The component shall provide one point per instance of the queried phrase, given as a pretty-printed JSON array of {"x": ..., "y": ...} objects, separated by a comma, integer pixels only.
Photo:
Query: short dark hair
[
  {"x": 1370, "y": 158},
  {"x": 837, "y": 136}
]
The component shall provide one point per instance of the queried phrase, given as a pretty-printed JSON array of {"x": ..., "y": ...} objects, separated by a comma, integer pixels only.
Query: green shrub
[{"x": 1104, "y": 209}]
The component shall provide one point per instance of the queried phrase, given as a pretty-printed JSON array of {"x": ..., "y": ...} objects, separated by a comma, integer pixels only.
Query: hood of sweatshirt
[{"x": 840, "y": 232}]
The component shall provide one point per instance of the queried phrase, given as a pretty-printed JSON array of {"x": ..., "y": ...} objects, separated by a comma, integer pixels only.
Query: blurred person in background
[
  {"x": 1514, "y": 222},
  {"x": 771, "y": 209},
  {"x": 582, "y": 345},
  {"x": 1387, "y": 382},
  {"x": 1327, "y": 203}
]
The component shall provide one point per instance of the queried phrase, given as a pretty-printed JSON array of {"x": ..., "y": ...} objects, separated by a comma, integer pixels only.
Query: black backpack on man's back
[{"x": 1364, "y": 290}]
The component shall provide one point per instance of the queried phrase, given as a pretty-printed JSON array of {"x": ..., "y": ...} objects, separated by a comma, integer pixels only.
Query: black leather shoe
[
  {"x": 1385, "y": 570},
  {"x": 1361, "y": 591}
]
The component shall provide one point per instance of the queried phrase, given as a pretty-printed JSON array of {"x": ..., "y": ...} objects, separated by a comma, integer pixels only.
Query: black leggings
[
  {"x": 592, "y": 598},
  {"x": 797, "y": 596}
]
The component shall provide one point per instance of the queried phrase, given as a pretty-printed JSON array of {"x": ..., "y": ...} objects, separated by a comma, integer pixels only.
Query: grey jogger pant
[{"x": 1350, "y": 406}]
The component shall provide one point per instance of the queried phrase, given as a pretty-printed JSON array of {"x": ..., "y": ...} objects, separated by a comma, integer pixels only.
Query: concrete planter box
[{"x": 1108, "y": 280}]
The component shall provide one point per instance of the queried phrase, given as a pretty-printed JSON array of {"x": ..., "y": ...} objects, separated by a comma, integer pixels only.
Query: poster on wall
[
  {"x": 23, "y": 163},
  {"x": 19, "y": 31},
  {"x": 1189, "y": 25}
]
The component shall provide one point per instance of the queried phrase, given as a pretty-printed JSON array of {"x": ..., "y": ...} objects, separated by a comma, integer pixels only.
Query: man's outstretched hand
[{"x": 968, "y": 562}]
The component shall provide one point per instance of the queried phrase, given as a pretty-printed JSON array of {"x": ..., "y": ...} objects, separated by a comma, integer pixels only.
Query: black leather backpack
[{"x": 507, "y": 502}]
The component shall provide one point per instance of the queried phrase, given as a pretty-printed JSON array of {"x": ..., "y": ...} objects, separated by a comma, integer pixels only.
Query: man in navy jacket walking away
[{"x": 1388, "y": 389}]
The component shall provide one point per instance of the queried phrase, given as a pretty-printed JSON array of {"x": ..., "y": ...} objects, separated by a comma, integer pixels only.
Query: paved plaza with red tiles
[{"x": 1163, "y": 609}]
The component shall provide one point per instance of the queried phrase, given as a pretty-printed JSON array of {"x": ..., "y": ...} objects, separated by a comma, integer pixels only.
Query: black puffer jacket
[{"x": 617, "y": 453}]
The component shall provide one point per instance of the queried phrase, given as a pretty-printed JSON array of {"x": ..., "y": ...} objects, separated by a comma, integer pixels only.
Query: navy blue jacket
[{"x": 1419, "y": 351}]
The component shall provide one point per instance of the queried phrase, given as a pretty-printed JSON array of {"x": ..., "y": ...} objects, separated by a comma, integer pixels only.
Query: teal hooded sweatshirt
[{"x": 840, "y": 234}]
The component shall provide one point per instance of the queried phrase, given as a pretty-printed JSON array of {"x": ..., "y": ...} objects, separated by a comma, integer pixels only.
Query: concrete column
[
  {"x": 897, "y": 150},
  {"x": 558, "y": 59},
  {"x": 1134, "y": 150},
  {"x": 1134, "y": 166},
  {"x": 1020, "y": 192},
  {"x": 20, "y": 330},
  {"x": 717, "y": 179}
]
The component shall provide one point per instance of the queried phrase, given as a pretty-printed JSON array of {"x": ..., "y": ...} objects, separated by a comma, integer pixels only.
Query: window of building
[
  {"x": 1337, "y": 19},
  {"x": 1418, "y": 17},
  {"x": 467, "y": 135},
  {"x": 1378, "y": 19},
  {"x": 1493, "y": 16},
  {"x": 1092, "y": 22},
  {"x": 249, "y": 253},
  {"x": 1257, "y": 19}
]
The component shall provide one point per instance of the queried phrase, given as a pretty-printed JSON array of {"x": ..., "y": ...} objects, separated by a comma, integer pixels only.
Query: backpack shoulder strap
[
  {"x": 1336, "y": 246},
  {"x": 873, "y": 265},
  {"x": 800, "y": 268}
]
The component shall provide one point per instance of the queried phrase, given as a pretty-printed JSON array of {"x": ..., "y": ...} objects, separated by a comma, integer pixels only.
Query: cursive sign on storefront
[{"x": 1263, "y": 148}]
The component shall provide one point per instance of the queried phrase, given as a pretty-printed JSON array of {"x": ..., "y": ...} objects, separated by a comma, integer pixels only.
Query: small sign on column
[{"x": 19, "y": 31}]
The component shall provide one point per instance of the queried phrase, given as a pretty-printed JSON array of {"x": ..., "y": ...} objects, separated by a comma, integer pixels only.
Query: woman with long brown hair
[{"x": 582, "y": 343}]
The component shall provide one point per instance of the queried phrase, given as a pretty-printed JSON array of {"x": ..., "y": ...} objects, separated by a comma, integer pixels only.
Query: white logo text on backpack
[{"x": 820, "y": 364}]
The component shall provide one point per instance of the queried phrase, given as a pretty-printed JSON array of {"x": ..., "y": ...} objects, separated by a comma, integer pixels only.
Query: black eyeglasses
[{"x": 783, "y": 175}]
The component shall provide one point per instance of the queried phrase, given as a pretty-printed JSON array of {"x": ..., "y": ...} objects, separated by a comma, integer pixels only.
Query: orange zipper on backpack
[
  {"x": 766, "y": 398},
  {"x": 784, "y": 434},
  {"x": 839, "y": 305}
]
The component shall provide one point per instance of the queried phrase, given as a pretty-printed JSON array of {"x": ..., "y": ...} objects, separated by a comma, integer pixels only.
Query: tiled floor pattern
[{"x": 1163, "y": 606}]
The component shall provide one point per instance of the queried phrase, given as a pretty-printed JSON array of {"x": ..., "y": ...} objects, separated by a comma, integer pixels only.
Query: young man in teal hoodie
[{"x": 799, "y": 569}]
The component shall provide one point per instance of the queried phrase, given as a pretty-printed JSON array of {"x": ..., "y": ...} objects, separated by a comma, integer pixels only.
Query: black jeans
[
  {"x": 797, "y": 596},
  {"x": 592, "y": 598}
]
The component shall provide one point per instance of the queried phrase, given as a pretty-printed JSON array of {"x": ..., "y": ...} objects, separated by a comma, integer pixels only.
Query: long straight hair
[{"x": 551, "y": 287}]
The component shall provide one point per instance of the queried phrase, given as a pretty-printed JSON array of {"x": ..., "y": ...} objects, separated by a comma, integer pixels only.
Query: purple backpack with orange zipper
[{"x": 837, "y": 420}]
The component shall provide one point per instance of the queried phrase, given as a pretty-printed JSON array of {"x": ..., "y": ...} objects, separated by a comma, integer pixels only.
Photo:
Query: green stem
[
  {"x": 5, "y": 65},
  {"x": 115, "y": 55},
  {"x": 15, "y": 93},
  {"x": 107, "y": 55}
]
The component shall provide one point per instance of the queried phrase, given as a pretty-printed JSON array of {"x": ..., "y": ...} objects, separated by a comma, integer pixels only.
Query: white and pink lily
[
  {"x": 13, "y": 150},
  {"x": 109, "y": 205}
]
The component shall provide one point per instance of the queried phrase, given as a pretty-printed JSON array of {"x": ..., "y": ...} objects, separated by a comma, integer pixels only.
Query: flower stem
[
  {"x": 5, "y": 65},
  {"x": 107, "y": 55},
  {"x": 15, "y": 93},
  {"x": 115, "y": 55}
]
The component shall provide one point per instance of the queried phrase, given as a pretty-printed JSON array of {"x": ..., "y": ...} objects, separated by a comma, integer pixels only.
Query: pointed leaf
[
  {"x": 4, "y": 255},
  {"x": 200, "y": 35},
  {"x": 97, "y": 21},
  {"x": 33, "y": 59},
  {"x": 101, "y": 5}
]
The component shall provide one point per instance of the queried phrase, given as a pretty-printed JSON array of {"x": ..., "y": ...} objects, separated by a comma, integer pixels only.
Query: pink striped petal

-=-=-

Pull out each line of the listing that contains the string "column", treating uppercase and lowercase letters as distinct.

Query: concrete column
Query: small sign on column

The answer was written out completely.